## Begin

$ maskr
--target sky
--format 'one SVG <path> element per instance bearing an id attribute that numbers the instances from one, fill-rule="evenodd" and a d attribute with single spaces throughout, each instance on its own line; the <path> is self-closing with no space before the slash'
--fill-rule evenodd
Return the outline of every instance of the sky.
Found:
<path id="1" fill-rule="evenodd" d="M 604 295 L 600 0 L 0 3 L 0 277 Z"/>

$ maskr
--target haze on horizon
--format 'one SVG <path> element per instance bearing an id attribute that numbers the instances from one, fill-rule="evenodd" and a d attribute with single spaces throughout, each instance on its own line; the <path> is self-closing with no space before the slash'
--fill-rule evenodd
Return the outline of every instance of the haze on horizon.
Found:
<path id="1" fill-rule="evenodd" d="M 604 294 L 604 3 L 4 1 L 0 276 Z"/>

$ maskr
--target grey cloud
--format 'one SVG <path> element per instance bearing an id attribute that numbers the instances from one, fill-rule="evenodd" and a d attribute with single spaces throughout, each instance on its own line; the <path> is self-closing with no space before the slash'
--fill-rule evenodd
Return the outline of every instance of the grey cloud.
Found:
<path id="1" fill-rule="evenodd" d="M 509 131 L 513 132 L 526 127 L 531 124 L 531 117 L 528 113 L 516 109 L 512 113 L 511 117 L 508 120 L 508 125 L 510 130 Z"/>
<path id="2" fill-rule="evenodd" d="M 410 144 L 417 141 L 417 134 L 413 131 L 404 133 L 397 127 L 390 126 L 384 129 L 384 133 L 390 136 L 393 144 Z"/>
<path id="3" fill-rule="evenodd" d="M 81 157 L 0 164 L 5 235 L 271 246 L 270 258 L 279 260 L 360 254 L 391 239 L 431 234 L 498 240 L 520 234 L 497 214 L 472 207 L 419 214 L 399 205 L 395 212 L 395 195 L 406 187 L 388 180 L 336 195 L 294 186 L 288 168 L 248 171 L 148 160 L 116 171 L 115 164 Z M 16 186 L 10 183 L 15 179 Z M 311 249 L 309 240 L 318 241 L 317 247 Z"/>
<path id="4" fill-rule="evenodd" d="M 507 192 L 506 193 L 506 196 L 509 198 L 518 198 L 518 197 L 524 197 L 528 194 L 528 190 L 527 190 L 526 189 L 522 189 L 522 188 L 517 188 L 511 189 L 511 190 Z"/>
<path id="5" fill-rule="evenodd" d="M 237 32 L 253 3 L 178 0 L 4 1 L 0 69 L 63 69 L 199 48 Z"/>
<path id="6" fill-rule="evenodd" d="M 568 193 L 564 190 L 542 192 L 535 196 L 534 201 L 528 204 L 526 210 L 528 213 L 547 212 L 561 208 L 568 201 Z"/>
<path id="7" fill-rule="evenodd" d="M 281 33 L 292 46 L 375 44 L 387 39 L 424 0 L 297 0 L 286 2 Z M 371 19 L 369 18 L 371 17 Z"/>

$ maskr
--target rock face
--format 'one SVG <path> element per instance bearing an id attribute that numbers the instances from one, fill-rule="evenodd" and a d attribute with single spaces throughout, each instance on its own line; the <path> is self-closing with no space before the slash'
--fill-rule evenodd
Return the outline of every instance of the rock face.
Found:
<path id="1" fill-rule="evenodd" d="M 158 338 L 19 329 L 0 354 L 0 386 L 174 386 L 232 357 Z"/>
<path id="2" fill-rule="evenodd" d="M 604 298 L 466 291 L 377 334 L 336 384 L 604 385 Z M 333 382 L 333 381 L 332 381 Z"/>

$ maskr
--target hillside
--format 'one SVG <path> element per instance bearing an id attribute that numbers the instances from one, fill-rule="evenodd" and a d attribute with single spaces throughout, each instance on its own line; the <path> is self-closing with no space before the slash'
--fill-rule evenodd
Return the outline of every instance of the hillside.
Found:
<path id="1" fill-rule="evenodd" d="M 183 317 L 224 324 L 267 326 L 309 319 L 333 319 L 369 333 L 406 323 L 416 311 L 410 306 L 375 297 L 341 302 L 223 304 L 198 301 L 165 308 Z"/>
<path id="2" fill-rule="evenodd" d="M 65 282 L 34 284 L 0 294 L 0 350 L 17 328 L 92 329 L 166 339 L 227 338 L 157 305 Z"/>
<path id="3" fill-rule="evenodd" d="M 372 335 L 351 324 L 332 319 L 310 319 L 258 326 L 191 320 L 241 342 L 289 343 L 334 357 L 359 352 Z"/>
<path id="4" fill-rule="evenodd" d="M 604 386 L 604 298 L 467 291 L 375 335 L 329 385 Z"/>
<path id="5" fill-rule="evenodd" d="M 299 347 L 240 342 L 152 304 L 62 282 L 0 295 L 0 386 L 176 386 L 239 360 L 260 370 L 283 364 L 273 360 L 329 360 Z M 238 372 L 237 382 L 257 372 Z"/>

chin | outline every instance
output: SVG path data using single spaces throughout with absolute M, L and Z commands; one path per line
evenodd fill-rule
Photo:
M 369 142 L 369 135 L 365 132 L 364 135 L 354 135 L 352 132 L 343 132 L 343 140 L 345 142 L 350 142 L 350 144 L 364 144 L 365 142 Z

## End
## Begin

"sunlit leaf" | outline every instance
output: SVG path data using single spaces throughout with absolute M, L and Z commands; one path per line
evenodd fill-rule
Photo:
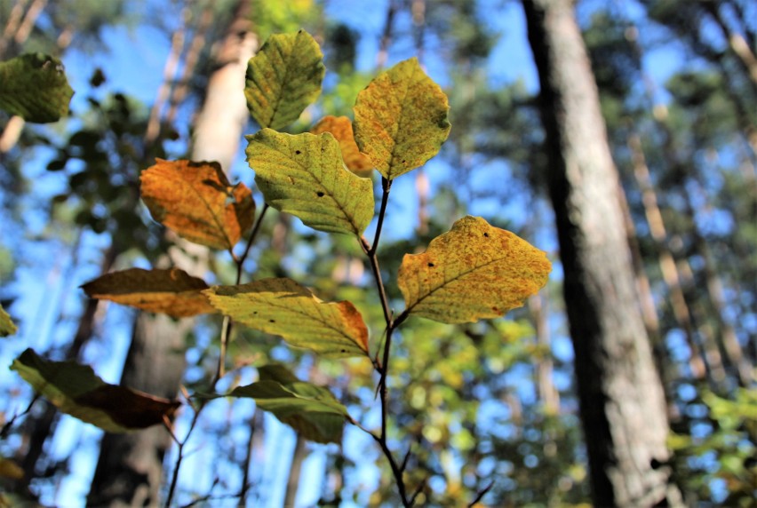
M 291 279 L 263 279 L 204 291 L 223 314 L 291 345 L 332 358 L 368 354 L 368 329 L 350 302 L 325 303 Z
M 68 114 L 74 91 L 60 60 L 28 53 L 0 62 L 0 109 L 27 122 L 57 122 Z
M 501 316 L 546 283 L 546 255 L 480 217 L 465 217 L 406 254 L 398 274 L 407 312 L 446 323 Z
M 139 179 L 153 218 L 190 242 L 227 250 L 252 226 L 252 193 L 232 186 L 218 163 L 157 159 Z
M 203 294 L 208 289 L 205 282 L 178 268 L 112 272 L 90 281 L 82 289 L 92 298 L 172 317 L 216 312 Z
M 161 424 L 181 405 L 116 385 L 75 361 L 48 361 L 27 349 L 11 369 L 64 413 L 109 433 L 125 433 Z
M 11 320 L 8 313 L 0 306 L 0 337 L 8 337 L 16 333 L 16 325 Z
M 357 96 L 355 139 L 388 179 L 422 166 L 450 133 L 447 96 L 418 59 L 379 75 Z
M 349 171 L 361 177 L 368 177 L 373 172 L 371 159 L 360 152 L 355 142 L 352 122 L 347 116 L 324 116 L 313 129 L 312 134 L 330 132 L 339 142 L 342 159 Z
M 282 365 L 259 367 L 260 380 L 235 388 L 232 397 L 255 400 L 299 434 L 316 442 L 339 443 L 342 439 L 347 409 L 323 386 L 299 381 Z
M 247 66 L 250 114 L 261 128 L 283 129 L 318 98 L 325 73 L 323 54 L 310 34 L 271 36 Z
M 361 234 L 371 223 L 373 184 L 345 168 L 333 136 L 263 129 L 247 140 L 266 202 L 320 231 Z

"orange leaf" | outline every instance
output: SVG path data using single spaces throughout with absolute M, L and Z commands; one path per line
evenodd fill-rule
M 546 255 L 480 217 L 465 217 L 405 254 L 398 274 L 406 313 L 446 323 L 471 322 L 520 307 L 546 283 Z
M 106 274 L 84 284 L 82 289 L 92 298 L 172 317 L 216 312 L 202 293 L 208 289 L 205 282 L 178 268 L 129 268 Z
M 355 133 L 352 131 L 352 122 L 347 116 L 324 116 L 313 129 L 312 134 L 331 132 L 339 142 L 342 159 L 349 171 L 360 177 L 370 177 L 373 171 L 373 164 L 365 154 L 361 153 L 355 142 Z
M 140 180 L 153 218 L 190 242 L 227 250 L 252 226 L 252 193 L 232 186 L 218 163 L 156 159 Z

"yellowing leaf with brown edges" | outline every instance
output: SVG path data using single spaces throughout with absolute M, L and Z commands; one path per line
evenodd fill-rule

## End

## Given exercise:
Print, unchanged, the part of the records that opens with the line containing "chin | outline every instance" and closes with the line containing "M 369 142 L", including both of those lines.

## Result below:
chin | outline every instance
output: SVG path data using single spaces throughout with absolute M, L and Z commands; one path per line
evenodd fill-rule
Photo:
M 369 142 L 369 135 L 365 132 L 364 135 L 354 135 L 352 132 L 343 132 L 343 140 L 345 142 L 350 142 L 350 144 L 364 144 L 365 142 Z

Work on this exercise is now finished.